• _Dataset rows_

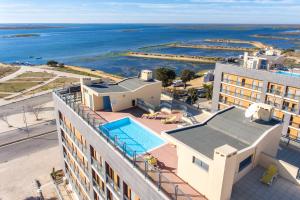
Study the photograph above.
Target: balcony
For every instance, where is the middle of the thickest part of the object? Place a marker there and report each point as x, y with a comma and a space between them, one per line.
77, 175
98, 167
74, 138
293, 96
98, 189
113, 185
275, 92
289, 109
276, 105
83, 167
295, 125
253, 87
239, 95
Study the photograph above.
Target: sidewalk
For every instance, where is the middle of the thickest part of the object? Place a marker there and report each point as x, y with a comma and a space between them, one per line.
17, 121
10, 137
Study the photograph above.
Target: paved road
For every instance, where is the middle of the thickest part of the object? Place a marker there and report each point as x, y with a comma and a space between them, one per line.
29, 146
33, 130
17, 107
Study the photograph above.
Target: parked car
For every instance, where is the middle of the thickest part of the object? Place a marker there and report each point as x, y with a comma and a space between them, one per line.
201, 93
178, 83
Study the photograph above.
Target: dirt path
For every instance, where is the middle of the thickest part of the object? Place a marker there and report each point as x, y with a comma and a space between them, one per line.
201, 59
254, 43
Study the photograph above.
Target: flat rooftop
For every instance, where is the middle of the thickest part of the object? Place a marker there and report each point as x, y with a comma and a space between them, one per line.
122, 86
227, 127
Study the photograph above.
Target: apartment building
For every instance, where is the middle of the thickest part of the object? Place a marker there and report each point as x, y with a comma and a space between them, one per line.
110, 151
241, 87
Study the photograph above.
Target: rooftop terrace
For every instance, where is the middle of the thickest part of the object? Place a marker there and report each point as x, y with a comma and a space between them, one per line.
128, 84
227, 127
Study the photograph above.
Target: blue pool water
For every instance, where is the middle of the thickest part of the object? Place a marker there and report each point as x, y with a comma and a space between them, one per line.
137, 138
288, 73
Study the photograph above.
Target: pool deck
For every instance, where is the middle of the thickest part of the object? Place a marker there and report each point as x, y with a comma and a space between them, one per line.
166, 154
136, 114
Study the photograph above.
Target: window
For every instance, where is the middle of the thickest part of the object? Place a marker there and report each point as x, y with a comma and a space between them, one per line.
200, 163
245, 163
243, 82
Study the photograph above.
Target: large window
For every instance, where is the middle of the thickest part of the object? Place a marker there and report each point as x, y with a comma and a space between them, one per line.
200, 163
245, 163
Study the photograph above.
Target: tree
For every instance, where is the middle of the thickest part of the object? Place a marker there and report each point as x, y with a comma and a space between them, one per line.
165, 75
36, 110
52, 63
187, 75
208, 91
193, 95
61, 65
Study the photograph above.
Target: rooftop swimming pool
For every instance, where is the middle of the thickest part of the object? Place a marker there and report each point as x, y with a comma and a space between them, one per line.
288, 73
131, 136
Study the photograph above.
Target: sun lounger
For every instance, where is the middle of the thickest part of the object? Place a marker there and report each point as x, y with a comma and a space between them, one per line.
150, 115
152, 162
169, 120
269, 175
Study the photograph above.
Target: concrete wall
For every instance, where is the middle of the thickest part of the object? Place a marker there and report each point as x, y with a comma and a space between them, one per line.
223, 170
285, 169
141, 186
190, 172
150, 93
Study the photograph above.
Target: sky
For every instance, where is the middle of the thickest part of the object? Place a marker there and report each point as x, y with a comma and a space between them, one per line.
151, 11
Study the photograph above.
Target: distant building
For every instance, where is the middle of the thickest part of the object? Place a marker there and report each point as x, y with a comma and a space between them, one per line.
243, 86
209, 76
263, 62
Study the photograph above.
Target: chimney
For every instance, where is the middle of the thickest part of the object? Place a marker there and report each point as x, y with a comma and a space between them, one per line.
146, 75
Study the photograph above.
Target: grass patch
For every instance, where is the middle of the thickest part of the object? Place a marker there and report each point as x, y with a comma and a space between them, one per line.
30, 79
2, 95
72, 71
17, 87
5, 71
60, 82
36, 74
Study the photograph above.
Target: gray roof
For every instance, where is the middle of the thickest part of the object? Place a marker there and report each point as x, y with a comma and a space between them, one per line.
134, 83
228, 127
122, 86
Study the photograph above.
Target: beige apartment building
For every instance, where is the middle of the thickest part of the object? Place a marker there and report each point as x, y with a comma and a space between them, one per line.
110, 151
241, 87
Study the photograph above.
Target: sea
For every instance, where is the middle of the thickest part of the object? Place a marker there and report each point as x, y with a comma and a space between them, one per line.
103, 46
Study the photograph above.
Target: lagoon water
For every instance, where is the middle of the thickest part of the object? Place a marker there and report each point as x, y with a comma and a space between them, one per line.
100, 46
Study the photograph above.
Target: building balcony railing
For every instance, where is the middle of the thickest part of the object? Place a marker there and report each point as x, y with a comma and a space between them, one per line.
292, 96
72, 98
98, 167
289, 109
239, 95
74, 139
83, 167
75, 187
295, 125
276, 105
276, 92
77, 174
113, 185
98, 189
250, 86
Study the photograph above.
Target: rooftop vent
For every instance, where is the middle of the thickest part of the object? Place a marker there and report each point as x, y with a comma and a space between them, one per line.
259, 111
146, 75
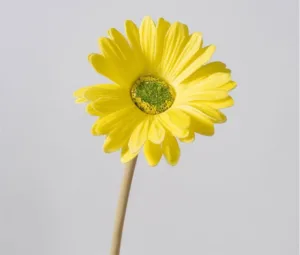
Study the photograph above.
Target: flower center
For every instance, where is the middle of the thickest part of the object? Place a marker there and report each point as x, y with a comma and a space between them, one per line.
152, 95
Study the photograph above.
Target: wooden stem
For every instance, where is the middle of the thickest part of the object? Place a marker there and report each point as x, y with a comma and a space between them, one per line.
122, 205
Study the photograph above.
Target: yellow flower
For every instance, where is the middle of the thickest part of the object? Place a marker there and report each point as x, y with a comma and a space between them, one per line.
162, 90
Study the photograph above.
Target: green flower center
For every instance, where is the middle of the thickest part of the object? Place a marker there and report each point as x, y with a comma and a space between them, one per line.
152, 95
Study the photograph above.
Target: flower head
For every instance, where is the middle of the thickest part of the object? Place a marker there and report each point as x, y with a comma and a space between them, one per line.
162, 90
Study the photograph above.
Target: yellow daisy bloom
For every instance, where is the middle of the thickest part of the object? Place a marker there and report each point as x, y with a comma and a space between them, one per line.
163, 90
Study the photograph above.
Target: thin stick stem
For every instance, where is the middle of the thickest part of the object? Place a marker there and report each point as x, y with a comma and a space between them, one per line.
122, 205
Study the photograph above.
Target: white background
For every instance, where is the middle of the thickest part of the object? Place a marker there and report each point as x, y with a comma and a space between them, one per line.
231, 194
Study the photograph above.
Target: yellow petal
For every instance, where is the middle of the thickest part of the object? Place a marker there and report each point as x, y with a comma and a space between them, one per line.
206, 95
126, 155
121, 42
219, 104
156, 132
161, 30
92, 111
175, 41
171, 149
200, 123
191, 48
176, 121
228, 86
139, 136
118, 61
215, 115
109, 105
147, 38
152, 153
79, 94
109, 122
203, 56
133, 36
190, 138
207, 70
213, 81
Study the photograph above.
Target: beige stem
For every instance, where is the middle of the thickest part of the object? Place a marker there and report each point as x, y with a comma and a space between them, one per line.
121, 208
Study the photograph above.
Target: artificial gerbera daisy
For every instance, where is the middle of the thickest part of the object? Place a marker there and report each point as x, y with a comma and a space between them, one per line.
162, 90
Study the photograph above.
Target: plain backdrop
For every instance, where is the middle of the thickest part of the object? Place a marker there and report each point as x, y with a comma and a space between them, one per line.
231, 194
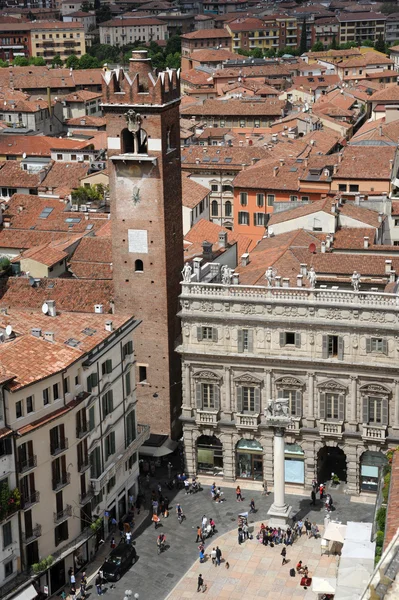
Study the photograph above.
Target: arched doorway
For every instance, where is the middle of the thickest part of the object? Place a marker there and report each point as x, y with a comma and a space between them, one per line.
209, 455
249, 460
371, 466
331, 459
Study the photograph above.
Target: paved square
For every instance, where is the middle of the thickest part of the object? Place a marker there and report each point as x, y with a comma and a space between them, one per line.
256, 571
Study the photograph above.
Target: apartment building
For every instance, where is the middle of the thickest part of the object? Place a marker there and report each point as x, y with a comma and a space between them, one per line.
52, 38
125, 31
69, 400
358, 27
330, 352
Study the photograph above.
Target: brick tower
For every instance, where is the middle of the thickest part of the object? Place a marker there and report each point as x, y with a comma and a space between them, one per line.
142, 112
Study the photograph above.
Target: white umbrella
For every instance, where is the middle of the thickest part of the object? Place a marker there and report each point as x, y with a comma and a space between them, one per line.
335, 532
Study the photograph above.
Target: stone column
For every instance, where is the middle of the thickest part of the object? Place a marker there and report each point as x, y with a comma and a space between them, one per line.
396, 414
279, 512
310, 415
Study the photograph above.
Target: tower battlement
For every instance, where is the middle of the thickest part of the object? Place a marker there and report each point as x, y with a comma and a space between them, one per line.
140, 85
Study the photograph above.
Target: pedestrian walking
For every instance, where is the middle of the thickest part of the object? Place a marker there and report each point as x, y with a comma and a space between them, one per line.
99, 582
238, 494
201, 587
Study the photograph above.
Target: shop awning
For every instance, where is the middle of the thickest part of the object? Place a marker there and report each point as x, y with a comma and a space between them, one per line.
167, 447
27, 594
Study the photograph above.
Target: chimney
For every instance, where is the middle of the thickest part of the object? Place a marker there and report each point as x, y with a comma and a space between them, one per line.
222, 239
51, 308
245, 259
207, 250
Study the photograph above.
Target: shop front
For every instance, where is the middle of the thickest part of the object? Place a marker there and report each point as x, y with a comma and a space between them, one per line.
209, 455
249, 460
294, 461
371, 465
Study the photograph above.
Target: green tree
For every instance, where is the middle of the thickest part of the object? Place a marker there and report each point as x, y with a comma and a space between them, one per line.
20, 61
72, 62
303, 44
318, 46
89, 62
37, 61
380, 44
57, 62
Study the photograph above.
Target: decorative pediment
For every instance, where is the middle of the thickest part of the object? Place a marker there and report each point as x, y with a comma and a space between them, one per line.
247, 378
374, 388
206, 375
289, 382
332, 385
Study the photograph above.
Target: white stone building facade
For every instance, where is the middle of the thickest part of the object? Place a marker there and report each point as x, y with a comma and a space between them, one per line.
332, 353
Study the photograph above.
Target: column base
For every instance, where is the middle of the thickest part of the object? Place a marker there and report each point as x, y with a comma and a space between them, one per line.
279, 516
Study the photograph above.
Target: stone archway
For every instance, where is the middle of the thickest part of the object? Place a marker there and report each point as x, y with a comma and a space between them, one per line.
331, 459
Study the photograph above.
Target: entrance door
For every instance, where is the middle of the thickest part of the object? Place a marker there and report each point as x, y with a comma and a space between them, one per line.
331, 459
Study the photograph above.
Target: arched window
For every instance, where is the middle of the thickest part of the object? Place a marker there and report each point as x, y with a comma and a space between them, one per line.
138, 266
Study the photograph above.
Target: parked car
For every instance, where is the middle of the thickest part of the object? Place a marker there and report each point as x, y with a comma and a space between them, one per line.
121, 558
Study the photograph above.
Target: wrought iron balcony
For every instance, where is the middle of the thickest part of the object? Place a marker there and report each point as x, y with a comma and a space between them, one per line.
63, 514
33, 534
30, 499
27, 464
60, 446
61, 481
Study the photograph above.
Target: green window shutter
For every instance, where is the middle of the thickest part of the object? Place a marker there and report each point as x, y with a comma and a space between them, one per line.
198, 395
325, 346
239, 399
340, 348
250, 340
341, 407
322, 406
385, 412
257, 400
297, 340
240, 340
298, 403
216, 396
365, 409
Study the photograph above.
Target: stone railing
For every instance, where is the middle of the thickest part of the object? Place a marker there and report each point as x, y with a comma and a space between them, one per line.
304, 295
207, 417
331, 428
247, 421
374, 432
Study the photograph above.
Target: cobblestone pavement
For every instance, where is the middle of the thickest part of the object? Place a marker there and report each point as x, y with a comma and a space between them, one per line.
153, 577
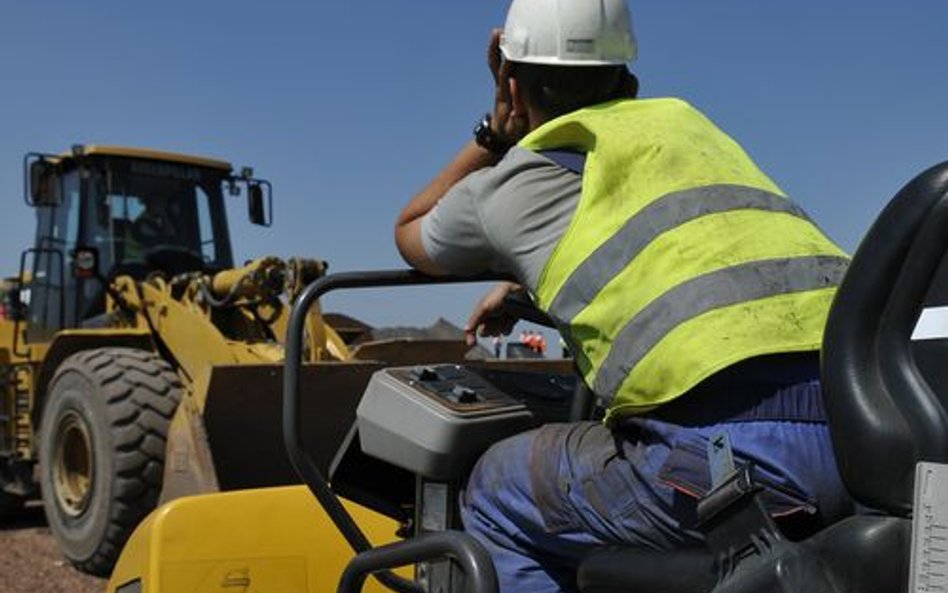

• _Required work_
Tally the lines of the records above that contain the string "white", treating case as significant, and give only the number.

• _Solution to the exercise_
3